今朝平遺跡 縄文のビーナス 26:石山は磐座だった
愛知県豊田市古瀬間町の古瀬間御嶽山(おんたけさん)から北東3.9km以内に位置する豊田市則定町(のりさだちょう)の則定熊野神社に向かいました。県道487号線と県道343号線を経由して、山の中腹に祀られた則定熊野神社の麓の町、則定町に近づくと、以前にもやって来たことのある町であることに気づきました。前にやって来たは則定町の複数の場所が目的でやって来たのですが、今回も目的地の則定熊野神社に登りました。則定熊野神社に登る表参道の舗装路は通常見られないほどの急坂で、前回やって来た時は250ccのモーターサイクルだったので、登り切る自信は無かったものの、エイヤッとなんとか登り切って鳥居前に出られたのですが、今回は手に入れたばかりの150ccの排気量の非力なスクーターだったので、登り切る自信が無く、登り口にある鈴木正三記念館の前に愛車を駐めて、徒歩で150m近い距離の超急坂を途中、何度か休みながら登りました。
急坂を北に向かって登り始め、左手の則定小学校前を通り抜け、校舎の裏山にある運動場の東側を通り抜けると、道は運動場の北側に沿って回り込んでおり、運動場を通り抜けると右手に社号標が建てられていた。社号標のすぐ先の左右には対になった幟立柱が設置されていました。
表参道の幅は幟立柱の先から2mほどに半減し、西に向かって回り込んでいた。
上記写真では木の枝の影になっていて分かりにくいが、社号標に刻まれた文字は「熊野神社」ではなく、「熊埜神社(くまのじんじゃ)」となっている。
「埜」は「野」の旧字体なので、同じく「広く平らな草原」の意味である。
「熊野神社」を使用するようになったのは明治以降のことで、ざっと調べてみたところ、現在でも「熊埜神社」を使用している神社は宮城県に1社、岩手県に2社存在する。
3社とも東北部で明治政府の影響の薄い地域であることと関係がありそうだ。
表参道の超急坂をほぼ登りきった場所から幟立柱を振り返ったのが以下の写真だ。
坂を登り切ると、参道は90度右に折れ、正面に南向きの石造明神鳥居が設置され、北に向かって社殿が並んでいる。
鳥居には立派な注連縄が張られていた。
鳥居の奥には対になった石灯篭が設置され、その奥に瓦葺切妻造棟入で扉を持たない拝殿が直接地面に設けられた基壇上に建てられていた。

データ一覧:
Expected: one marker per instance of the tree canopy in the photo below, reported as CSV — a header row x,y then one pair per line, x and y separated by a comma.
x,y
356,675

課題: 引用文のうち、「3社とも東北部で明治政府の影響の薄い地域であることと関係がありそうだ。」から始まって「れた基壇上に建てられていた。」まで続く部分を、一字も変えずに抜き出してください。 この一覧は、引用文とは別の資料です。

課題への回答:
3社とも東北部で明治政府の影響の薄い地域であることと関係がありそうだ。
表参道の超急坂をほぼ登りきった場所から幟立柱を振り返ったのが以下の写真だ。
坂を登り切ると、参道は90度右に折れ、正面に南向きの石造明神鳥居が設置され、北に向かって社殿が並んでいる。
鳥居には立派な注連縄が張られていた。
鳥居の奥には対になった石灯篭が設置され、その奥に瓦葺切妻造棟入で扉を持たない拝殿が直接地面に設けられた基壇上に建てられていた。